Dominique manages the team of Technical Program Managers supporting LinkedIn Talent Solutions. She is also the San Francisco office lead for the employee green team, a group of employees interested in environmental sustainability. She has always been passionate about conservation, the environment and sustainability and has a Master’s of Environmental Science and Management from UC Santa Barbara.
THEA SELBY, Co-Chair
Thea Selby (she/her) has developed an expertise in and philosophy of “people-centered outreach” as chair and co-chair of the largest transit advocacy organization in the Bay Area, San Francisco Transit Riders. Co-founder of regional coalition Voices for Public Transportation, Thea has been working closely with CBOs and organized labor across nine counties in pursuit of a transformational, equity-infused transportation measure now slated for 2024. Thea is co-founder and principal at Next Steps Marketing, where she combines her expertise in communications and logistics, deep relationships with people in government and transportation, and passion for infrastructure to help make things work better for people.
In addition to Thea’s communications, outreach and engagement work with clients like MTC, BART, SFCTA, and Alameda CTC, she has governed large infrastructure projects as CA High Speed Rail Authority Board member, overseeing the Fresno-Bakersfield EIR/EIS process, and as CCSF Trustee, oversees their $845M multi-campus bond projects. Thea’s combined professional and community work allow her to see issues and challenges from agency, advocacy and public viewpoints.
STEVE PEPPLE, Vice chair
Steve Pepple (he/they) is a long-time advocate for equitable, livable, sustainable cities, especially fostering creative ways to engage people in inclusive, participatory methods of envisioning better cities and communities.
Steve is the co-founder of Vibemap and a designer and technologist working at the intersection of people, data, and civic life. He consults for governments, startups, and nonprofits to design, prototype, and connect people with better city experiences.
His writing and portfolio are at stevepepple.info
MIKE ARTUKOVICH, Treasurer
Mike (he/him) grew up in Los Angeles County when your transit options were either a car or a long ride in traffic on the Metro bus network. Rail in LA was a dream at that time. It wasn’t until he moved to the Bay Area almost three decades ago that he discovered the magic of truly effective public transit. As a result, Mike believes the value of public transit should never be underestimated. This has driven him to be an advocate for equitable transit access along with increased transit availability, affordability, efficiency, and safety in San Francisco and across the Bay.
Mike brings over 20 years of finance and accounting experience to the organization. He’s dedicated the last half dozen years of his career to the world of non-profits and cherishes his role as the Treasure for San Francisco Transit Riders. He also serves as the Finance and Operations Manager with the Value Reporting Foundation. Mike holds a Bachelor of Science from Santa Clara University, where he was very thankful for Caltrain and VTA service.

WRITTEN PROBLEM 1 = Return each line in the rows that contains the string "stalk".
The rows and the board member profiles above come from different sources.

STORED RECORDS =
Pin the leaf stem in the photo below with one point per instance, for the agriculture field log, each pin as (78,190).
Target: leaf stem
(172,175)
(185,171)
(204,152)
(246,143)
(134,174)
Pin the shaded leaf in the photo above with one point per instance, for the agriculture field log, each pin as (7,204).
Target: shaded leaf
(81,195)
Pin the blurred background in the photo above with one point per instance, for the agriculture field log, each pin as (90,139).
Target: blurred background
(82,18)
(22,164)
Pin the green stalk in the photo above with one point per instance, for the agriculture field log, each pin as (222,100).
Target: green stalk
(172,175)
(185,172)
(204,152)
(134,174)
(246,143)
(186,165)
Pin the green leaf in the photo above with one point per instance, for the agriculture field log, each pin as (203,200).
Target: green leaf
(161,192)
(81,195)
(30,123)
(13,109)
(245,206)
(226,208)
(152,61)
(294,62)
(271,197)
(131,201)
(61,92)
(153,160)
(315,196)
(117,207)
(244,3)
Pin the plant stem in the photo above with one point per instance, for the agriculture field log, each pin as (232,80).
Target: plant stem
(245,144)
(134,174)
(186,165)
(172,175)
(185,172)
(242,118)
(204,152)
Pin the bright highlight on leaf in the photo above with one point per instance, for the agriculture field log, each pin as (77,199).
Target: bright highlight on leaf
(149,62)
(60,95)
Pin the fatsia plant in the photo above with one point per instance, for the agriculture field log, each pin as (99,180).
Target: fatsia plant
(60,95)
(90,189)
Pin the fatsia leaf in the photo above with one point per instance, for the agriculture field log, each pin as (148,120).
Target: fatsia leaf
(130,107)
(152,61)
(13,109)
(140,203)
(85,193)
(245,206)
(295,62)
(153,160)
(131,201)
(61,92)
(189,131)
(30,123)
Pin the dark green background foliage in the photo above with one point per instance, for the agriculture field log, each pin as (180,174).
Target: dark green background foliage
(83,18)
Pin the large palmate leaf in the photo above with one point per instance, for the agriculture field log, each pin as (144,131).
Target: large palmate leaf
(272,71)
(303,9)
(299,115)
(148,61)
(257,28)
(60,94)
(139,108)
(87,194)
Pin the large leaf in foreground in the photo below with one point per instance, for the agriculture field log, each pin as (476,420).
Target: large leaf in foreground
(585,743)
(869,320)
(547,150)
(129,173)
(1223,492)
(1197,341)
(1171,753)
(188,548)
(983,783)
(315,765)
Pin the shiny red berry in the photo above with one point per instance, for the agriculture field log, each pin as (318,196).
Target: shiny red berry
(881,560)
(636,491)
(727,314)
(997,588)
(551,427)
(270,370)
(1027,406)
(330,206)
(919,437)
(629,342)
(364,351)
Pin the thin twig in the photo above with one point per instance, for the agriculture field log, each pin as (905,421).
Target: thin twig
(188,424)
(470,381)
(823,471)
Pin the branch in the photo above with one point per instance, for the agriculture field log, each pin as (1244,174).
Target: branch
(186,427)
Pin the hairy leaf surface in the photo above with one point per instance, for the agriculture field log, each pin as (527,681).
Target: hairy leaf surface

WRITTEN PROBLEM 2 = According to the board member profiles, what degree does Mike Artukovich hold, and from which school?

WRITTEN ANSWER 1 =
Pin the green stalk in the photo above with one point per instance, for the agriculture field log, each pin as (222,100).
Target: green stalk

WRITTEN ANSWER 2 = A Bachelor of Science from Santa Clara University.